__Requirement__
What lines of the data hold the string "wooden"? Pull each one out.

__Dataset entries__
++++++++

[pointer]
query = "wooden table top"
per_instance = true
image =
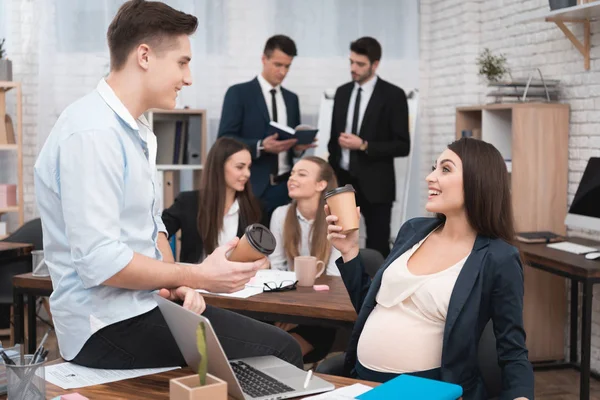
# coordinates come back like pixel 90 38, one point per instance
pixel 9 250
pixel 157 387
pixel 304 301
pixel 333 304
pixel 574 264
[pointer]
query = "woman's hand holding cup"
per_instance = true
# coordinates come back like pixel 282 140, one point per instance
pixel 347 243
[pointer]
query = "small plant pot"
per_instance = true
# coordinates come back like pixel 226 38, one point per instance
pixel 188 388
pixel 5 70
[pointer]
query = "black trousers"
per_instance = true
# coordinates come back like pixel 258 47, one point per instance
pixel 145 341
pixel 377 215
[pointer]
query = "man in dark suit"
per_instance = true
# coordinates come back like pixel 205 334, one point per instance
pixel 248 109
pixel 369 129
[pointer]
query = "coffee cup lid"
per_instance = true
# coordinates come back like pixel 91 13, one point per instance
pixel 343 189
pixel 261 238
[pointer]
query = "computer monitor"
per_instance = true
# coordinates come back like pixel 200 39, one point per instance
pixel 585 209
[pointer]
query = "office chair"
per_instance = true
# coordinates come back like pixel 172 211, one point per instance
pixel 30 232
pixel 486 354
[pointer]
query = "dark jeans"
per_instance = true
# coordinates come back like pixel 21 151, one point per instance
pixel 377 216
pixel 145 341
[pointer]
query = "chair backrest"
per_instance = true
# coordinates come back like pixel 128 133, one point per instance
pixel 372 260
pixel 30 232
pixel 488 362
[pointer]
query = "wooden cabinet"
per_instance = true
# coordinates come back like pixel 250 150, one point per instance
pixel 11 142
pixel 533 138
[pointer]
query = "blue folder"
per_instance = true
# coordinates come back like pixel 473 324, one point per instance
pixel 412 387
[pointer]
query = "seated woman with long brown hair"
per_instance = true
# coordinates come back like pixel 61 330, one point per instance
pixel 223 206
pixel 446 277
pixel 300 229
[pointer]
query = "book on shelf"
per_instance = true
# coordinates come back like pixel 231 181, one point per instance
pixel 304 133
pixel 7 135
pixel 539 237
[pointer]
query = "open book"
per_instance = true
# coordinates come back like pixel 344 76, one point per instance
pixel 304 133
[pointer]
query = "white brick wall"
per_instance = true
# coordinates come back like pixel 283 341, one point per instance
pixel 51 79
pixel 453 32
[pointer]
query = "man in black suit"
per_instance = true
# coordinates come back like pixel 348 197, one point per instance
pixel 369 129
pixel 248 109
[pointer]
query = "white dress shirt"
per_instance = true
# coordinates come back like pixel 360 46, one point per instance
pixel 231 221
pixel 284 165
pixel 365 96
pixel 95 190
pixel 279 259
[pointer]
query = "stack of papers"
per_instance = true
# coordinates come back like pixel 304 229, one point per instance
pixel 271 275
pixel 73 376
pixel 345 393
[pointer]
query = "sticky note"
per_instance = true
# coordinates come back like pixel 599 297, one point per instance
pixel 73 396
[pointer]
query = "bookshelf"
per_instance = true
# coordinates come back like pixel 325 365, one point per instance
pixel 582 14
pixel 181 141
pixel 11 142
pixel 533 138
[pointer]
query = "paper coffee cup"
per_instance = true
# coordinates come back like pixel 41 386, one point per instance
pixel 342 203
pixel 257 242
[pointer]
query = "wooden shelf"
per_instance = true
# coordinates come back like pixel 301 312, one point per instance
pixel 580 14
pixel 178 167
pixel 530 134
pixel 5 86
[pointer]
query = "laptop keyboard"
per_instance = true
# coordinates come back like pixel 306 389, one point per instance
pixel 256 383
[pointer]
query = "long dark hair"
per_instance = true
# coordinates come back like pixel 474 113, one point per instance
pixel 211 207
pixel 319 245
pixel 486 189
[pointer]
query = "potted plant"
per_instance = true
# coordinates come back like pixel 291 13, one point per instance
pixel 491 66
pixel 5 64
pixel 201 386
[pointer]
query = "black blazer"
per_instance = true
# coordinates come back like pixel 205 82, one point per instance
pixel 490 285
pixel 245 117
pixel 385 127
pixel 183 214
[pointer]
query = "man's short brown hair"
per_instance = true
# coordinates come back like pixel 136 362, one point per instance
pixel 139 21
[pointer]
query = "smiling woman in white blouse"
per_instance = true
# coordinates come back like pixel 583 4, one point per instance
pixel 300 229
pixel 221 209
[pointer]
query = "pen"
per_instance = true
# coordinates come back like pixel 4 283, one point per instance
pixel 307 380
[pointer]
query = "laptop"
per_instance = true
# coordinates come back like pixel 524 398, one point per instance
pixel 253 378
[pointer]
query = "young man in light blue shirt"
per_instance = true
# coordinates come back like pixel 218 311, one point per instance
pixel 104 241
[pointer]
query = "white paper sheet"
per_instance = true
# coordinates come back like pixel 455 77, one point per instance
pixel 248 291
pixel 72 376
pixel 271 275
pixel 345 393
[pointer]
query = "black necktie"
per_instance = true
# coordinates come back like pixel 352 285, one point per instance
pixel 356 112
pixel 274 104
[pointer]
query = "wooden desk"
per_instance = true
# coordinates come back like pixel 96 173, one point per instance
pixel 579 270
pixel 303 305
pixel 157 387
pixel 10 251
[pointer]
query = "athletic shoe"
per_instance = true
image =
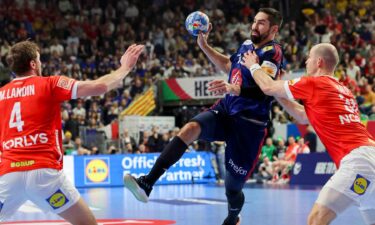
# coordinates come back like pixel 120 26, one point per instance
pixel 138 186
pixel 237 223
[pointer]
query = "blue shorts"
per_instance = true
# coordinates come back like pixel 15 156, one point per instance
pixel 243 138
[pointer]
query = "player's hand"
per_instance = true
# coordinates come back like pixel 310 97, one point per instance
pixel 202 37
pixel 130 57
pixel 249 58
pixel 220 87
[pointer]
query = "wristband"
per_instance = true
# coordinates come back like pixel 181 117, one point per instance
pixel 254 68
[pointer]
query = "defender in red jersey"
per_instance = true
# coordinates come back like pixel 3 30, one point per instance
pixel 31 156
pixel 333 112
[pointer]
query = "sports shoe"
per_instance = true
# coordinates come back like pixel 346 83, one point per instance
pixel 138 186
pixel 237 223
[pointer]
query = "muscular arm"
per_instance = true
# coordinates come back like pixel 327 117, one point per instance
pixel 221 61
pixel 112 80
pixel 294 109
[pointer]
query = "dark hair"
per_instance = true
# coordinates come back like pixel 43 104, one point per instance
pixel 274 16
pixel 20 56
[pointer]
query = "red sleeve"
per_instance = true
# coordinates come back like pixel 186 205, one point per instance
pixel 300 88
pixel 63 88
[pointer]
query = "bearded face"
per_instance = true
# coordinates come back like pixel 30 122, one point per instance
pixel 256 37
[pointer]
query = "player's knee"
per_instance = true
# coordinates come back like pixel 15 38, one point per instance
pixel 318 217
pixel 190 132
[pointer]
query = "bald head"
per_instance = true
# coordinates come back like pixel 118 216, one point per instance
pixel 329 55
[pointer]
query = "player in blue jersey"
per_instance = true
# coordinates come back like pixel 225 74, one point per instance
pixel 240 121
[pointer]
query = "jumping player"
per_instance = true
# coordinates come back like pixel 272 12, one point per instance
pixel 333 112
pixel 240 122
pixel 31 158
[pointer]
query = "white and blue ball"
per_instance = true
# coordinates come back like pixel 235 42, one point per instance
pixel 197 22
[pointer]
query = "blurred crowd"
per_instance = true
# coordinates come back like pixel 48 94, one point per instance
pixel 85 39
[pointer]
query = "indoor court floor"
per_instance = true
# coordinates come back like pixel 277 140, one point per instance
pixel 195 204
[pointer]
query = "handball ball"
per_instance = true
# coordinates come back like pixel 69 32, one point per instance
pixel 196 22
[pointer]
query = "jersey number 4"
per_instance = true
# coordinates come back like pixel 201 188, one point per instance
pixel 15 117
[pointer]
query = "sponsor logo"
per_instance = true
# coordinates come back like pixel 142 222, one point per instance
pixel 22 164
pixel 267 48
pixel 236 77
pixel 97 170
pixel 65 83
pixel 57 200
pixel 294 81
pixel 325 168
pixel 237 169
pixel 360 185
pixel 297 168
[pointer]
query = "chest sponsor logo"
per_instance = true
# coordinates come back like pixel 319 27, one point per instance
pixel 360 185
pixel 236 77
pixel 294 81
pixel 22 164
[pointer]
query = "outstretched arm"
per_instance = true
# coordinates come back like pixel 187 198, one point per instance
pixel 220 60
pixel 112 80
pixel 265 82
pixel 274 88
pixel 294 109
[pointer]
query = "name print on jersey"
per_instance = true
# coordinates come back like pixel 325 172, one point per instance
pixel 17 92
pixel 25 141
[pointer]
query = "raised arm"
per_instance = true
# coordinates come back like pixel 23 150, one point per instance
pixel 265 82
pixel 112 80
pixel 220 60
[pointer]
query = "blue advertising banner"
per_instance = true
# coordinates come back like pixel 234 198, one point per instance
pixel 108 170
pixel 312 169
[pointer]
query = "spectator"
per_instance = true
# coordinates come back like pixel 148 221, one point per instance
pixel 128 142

++++++++

__Exercise response__
query = "wooden table top"
query = "wooden cabinet"
query = "wooden shelf"
query = "wooden desk"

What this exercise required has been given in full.